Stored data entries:
- Opening Delimiter -
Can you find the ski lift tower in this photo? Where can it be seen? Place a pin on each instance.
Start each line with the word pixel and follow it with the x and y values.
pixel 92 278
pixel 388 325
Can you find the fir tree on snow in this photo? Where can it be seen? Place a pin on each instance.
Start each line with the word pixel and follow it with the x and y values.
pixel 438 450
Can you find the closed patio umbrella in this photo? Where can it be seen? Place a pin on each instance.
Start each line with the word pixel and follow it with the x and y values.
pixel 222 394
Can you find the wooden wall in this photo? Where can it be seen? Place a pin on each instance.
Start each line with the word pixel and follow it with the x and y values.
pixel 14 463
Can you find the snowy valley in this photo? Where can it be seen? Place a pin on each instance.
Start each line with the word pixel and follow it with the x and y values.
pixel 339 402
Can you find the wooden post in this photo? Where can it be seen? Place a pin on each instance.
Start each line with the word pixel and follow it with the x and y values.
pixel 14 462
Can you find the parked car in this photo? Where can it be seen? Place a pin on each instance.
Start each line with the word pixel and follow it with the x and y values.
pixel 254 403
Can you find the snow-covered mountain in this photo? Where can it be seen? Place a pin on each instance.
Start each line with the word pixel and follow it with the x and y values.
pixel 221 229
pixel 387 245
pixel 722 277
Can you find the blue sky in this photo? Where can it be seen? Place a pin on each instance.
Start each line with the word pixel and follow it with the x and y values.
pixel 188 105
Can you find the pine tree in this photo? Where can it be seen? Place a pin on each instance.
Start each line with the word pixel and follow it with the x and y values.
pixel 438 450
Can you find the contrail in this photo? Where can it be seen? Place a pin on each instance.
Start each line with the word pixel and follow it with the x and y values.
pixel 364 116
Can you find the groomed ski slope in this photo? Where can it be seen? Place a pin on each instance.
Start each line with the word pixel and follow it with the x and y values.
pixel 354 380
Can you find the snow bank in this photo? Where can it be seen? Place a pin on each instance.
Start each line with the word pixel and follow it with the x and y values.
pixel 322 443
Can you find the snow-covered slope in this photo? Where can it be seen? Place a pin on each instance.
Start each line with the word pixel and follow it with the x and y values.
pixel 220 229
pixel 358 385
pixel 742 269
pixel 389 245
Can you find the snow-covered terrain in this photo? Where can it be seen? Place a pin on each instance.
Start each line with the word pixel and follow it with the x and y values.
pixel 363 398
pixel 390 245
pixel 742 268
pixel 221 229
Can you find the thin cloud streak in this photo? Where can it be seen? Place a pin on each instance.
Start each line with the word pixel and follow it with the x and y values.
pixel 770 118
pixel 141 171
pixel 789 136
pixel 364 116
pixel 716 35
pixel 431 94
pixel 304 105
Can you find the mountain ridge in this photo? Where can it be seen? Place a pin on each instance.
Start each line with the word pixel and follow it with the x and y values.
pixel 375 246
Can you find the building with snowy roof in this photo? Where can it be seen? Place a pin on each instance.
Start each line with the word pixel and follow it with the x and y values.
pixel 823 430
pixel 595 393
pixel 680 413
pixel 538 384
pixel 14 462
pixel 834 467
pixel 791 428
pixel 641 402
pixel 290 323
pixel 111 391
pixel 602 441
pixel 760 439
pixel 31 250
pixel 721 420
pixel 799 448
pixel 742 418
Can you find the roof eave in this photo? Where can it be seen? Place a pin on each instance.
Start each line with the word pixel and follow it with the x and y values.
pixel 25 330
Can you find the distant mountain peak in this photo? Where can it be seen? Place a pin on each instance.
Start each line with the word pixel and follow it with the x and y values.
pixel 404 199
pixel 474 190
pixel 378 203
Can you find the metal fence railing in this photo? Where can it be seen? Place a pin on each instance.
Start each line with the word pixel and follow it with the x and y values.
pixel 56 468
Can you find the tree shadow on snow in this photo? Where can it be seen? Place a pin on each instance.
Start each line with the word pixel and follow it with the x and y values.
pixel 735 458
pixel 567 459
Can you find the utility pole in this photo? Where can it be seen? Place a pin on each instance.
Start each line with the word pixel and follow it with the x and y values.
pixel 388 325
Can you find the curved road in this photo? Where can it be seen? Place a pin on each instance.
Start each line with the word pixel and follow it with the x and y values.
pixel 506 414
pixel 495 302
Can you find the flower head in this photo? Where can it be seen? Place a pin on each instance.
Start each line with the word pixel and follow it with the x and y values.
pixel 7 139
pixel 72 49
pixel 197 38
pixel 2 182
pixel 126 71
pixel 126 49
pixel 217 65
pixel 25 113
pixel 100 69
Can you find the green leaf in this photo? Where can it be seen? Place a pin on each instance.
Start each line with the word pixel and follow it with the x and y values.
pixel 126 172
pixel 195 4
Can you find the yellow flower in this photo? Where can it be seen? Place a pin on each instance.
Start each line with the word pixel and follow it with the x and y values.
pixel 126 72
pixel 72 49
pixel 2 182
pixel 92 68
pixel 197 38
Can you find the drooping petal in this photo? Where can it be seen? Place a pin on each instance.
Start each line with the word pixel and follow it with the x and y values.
- Closing Delimiter -
Your goal: Beginning with the first line and ending with the last, restate the data word for word.

Answer space:
Can you find the ski lift tower in this photo? Where can it be seen? Place a pin on each instance.
Start each line with the word pixel and follow it with the x and y values.
pixel 92 278
pixel 388 325
Can you find the fir tree on snow in this photo? Where can it be seen? Place a pin on each instance.
Start each line with the word pixel and follow it with the x and y values.
pixel 438 450
Can you find the closed patio umbrella in this photo? Where can it be seen? Place a pin on each instance.
Start each line with the word pixel and follow it with the x and y values.
pixel 222 394
Can you find the wooden wall in this photo? Where can it be seen? Place a pin on each instance.
Start each line with the word pixel and follow it with the x and y values.
pixel 14 463
Can you find the snowy valley in this photo? Where can it be seen? Place a pin on each instance.
Start each line with the word pixel and follow it with the x and y values.
pixel 339 402
Can you find the wooden post in this photo? Where can it be seen? Place a pin on each instance.
Start each line with the word pixel and follow it with the x and y values.
pixel 14 462
Can you find the parked car in this photo? Where can it be seen? Place a pin on each instance.
Start each line with the word pixel and follow it with the x and y values.
pixel 254 403
Can you find the snow-covered mountain in this photo? Where can it be seen? Place a pin on each instance.
Start each line with the word pixel and follow it with the x and y values.
pixel 221 229
pixel 387 245
pixel 722 277
Can you find the blue sky in this photo? Where can it be seen? Place a pin on each instance.
Start each line with the word pixel and follow it with the x and y values.
pixel 188 105
Can you find the pine tree in this photo? Where can it be seen? Place a pin on each instance.
Start each line with the word pixel and follow it with the x and y values.
pixel 438 450
Can you find the contrail in this photo? Where can it be seen? Place a pin on each instance.
Start each line with the word pixel and follow it with the x and y values.
pixel 364 116
Can you find the groomed ski slope in this photo? Where can it be seen? Place a pin on each instance.
Start each line with the word pixel and follow it with the x and y values.
pixel 354 380
Can you find the snow bank in this photo? Where can it be seen? Place a pin on each instance.
Start each line with the word pixel and follow it with the x and y values.
pixel 322 443
Can you find the snow-covered slope in this photo? Where can it be seen? Place a pin on each instance.
Start each line with the word pixel and follow it with the x and y values.
pixel 220 229
pixel 358 385
pixel 742 269
pixel 389 245
Can you find the snow-covered terrain in this photo? Where can it be seen? Place a pin on each instance.
Start each line with the word pixel and follow it with the x and y values.
pixel 363 398
pixel 390 245
pixel 742 268
pixel 221 229
Can you find the thin cloud streak in this photo? Where can it be seen? Place a pin on each instance.
Start each line with the word pixel and follow it with the x and y values.
pixel 770 118
pixel 141 171
pixel 789 136
pixel 364 116
pixel 716 35
pixel 431 94
pixel 304 105
Can you find the mountain ridge in this photo? Where can it be seen? Place a pin on each instance.
Start each line with the word pixel and follow it with the x and y values.
pixel 375 246
Can you find the building with snowy roof in this photo? Where can it be seen? Place a pin on each instance.
Start each line with the word pixel and follow it with the x and y values.
pixel 823 430
pixel 595 393
pixel 680 413
pixel 538 384
pixel 14 462
pixel 834 467
pixel 791 428
pixel 641 402
pixel 290 323
pixel 111 391
pixel 602 441
pixel 760 439
pixel 31 250
pixel 721 420
pixel 799 448
pixel 742 418
Can you find the roof eave in this photo? Where can it be seen? Place a pin on each instance.
Start each line with the word pixel and follow it with the x and y values.
pixel 25 330
Can you find the distant mountain peak in this photo? Where can it be seen? Place a pin on each instance.
Start each line with the word pixel and follow it with the x and y values.
pixel 404 199
pixel 474 190
pixel 378 203
Can you find the metal fence railing in this photo? Where can it be seen? Place a pin on each instance.
Start each line with the word pixel and follow it with the x and y values.
pixel 56 468
Can you find the tree shadow on snow in this photo? Where can it be seen? Place a pin on each instance.
Start each line with the word pixel and follow it with the x and y values.
pixel 735 458
pixel 567 459
Can you find the utility pole in this photo? Where can it be seen? Place a pin on each instance.
Start each line with the word pixel and follow it with the x and y values.
pixel 388 325
Can you find the curved road in this photo? Where can it be seen? Place a pin on each instance.
Start each line with the word pixel and follow it with the x and y values.
pixel 506 414
pixel 495 302
Can you find the flower head in this photo? Where can it be seen? Place a pin on each instance.
Start each line with the word pixel and follow it with the x and y values.
pixel 7 139
pixel 72 49
pixel 197 38
pixel 2 182
pixel 126 71
pixel 126 49
pixel 217 65
pixel 25 113
pixel 100 69
Can you find the green leaf in this photo? Where can it be seen? Place a pin on each instance.
Start each line with the word pixel and follow it with the x and y values.
pixel 126 172
pixel 195 4
Can you find the yellow flower in this photo? Where can it be seen? Place a pin on each instance.
Start each line with the word pixel and follow it with the x and y values.
pixel 126 72
pixel 72 49
pixel 2 182
pixel 92 68
pixel 197 38
Can you find the drooping petal in this photo? Where can it be seen? Place a pin on each instance.
Start each line with the word pixel and follow it with the x and y values.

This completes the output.